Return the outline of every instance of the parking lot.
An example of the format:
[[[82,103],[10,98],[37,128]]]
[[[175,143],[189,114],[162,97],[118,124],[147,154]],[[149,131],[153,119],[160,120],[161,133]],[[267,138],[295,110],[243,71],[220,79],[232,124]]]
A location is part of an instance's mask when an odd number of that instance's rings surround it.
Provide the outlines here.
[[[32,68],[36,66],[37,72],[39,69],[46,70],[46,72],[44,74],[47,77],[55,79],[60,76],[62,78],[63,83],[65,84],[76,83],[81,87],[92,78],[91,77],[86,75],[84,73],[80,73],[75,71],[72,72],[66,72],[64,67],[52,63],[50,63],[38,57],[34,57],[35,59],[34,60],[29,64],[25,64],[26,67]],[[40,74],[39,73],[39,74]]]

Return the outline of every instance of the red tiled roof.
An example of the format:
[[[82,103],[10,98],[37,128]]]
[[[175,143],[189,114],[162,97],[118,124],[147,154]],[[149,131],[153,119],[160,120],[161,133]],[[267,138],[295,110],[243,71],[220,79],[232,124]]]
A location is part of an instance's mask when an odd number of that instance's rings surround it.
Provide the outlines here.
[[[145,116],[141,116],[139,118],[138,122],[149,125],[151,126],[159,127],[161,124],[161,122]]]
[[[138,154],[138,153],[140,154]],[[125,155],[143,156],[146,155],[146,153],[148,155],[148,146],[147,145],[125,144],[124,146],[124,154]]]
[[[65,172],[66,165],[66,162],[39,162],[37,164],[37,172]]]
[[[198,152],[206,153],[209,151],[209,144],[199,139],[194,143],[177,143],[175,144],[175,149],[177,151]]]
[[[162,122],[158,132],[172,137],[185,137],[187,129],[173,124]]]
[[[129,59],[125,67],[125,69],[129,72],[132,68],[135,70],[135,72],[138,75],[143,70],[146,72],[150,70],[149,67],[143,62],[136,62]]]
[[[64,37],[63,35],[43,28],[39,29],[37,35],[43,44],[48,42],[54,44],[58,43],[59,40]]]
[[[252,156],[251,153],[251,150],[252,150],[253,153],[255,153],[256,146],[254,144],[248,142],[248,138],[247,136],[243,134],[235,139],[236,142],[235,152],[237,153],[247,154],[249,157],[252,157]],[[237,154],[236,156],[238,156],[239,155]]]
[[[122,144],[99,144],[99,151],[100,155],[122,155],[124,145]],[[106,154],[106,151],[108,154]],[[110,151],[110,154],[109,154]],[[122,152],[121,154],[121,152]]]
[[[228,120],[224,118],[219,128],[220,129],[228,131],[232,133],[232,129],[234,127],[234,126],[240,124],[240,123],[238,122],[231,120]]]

#### Written instruction
Copy all of the entries above word for word, keeping every line, bracket, and number unchanged.

#### The response
Return the outline of every instance of the parking lot.
An example of the format:
[[[82,103],[10,98],[37,128]]]
[[[175,143],[189,114],[162,97],[118,124],[147,154]],[[149,131],[153,119],[160,120],[161,133]],[[267,138],[295,110],[243,71],[220,79],[232,124]]]
A location is part of an instance's mask when an odd number of that instance's rings surround it.
Provide the outlines here.
[[[32,68],[36,66],[37,72],[39,69],[46,70],[46,72],[44,74],[47,77],[55,79],[60,76],[62,78],[63,83],[65,84],[76,83],[81,87],[92,78],[91,77],[86,75],[84,73],[80,73],[75,71],[72,72],[66,72],[64,67],[52,63],[50,63],[38,57],[34,57],[35,59],[34,60],[29,64],[25,64],[26,67]],[[40,74],[39,73],[39,74]]]

Return the outline of every instance of the red tiled roof.
An example of the format:
[[[82,103],[10,98],[37,128]]]
[[[175,143],[189,114],[162,97],[118,124],[147,154]],[[149,131],[153,119],[160,120],[161,133]],[[267,138],[295,110],[243,71],[220,79],[232,124]]]
A location is part of an instance's mask when an odd number of that instance's rings surround it.
Provide the outlines here.
[[[145,116],[141,116],[139,118],[138,122],[149,125],[151,126],[159,127],[161,124],[161,122]]]
[[[138,154],[138,153],[140,154]],[[125,155],[143,156],[146,155],[146,153],[148,155],[148,146],[147,145],[125,144],[124,146],[124,154]]]
[[[65,172],[66,165],[66,162],[39,162],[37,164],[37,172]]]
[[[198,152],[206,153],[209,151],[209,144],[199,139],[194,143],[177,143],[175,144],[175,149],[177,151]]]
[[[162,122],[158,132],[172,137],[185,137],[187,129],[173,124]]]
[[[129,59],[125,67],[125,69],[129,72],[132,68],[135,70],[135,72],[138,75],[143,70],[146,72],[150,70],[149,67],[143,62],[136,62]]]
[[[64,37],[63,35],[43,28],[39,29],[37,35],[43,44],[48,42],[54,44],[58,43],[59,40]]]
[[[252,156],[251,153],[251,150],[252,150],[253,153],[255,153],[256,146],[254,144],[248,142],[248,138],[247,136],[243,134],[235,139],[236,142],[235,152],[237,153],[247,154],[249,157],[252,157]],[[237,154],[236,156],[238,156],[239,155]]]
[[[122,144],[99,144],[99,151],[100,155],[122,155],[124,145]],[[106,154],[106,151],[108,154]],[[110,151],[110,154],[109,154]],[[122,152],[121,154],[121,152]]]
[[[228,120],[224,118],[219,128],[220,129],[228,131],[232,133],[232,129],[234,127],[234,126],[240,124],[240,123],[238,122],[231,120]]]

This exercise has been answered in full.